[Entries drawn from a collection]
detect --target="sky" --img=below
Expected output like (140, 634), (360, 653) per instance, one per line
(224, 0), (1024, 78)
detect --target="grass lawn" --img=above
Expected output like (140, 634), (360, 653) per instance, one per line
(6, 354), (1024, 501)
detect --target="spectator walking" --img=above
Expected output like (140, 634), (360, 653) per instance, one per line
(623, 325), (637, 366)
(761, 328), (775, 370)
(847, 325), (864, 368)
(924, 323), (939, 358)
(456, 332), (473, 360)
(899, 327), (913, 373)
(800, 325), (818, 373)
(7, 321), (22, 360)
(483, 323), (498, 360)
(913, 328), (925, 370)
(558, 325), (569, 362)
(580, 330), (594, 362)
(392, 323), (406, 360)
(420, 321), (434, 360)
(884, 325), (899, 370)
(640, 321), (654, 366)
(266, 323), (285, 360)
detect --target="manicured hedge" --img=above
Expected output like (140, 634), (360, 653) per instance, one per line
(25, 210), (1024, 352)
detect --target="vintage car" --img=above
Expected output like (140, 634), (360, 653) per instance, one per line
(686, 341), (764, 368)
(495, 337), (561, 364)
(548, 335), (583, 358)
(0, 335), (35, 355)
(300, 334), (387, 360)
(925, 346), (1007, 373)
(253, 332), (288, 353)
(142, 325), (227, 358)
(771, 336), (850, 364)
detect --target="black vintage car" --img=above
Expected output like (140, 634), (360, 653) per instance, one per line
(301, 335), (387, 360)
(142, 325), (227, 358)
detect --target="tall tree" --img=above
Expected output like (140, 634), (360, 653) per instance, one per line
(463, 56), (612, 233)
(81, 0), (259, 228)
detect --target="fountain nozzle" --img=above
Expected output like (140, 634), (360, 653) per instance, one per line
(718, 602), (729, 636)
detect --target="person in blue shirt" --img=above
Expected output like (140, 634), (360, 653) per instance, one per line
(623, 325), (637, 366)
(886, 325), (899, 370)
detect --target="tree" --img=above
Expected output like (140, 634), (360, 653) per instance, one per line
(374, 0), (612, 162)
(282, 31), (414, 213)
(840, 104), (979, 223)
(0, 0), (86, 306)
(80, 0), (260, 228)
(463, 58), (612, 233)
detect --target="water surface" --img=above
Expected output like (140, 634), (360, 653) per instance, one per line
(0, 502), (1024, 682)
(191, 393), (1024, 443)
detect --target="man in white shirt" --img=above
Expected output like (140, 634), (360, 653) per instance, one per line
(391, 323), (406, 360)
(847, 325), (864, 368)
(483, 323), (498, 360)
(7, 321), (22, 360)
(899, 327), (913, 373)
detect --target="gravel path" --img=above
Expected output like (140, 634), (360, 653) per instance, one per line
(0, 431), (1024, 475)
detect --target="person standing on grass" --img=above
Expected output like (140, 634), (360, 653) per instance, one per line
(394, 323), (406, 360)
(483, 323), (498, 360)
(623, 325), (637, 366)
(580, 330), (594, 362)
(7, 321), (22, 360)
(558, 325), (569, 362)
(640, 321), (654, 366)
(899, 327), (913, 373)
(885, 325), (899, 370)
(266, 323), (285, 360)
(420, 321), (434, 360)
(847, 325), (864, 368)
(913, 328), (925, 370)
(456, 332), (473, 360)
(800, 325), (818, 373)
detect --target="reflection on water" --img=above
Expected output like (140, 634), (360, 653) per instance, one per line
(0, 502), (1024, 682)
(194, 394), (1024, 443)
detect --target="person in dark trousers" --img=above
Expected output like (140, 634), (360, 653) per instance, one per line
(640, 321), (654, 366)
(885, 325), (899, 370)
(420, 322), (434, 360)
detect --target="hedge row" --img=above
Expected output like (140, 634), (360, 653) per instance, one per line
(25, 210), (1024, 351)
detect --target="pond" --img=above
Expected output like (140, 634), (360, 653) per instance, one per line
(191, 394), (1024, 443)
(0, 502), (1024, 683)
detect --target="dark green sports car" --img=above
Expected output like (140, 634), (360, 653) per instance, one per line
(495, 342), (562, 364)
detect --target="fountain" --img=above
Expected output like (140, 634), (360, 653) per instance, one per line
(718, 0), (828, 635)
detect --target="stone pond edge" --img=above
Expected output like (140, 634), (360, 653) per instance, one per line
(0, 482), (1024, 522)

WHAT THIS TASK INVOLVES:
Reproduce the rows word for word, beginning with the very first line and continuing through the line that contains "(771, 336), (850, 364)", with both of those lines included.

SOLUTION TO THE PROBLEM:
detect --target="sky" --img=below
Expected output like (140, 634), (360, 653) per instance, one per line
(224, 0), (1024, 78)
detect --target="grass lawn" --img=above
Expected output like (140, 634), (360, 653) per instance, one per line
(6, 354), (1024, 501)
detect --target="spectator walking" --img=above
Expected output like (140, 634), (360, 653) per instance, one per line
(623, 325), (637, 366)
(761, 328), (775, 370)
(847, 325), (864, 368)
(924, 323), (939, 358)
(456, 332), (473, 360)
(899, 327), (913, 373)
(800, 325), (818, 373)
(7, 321), (22, 360)
(483, 323), (498, 360)
(913, 328), (925, 370)
(558, 325), (569, 362)
(580, 330), (594, 362)
(392, 323), (406, 360)
(420, 321), (434, 360)
(884, 325), (899, 370)
(640, 321), (654, 366)
(266, 323), (285, 360)
detect --target="manicured hedge" --img=above
Expected output like (140, 634), (360, 653) per instance, one per line
(25, 210), (1024, 352)
detect --target="vintage car" --img=above
Expected output like (140, 634), (360, 653) per instance, one per line
(686, 341), (764, 368)
(495, 337), (561, 364)
(548, 335), (583, 358)
(0, 335), (35, 355)
(300, 334), (387, 360)
(925, 346), (1007, 373)
(253, 332), (288, 353)
(142, 325), (227, 358)
(771, 336), (850, 364)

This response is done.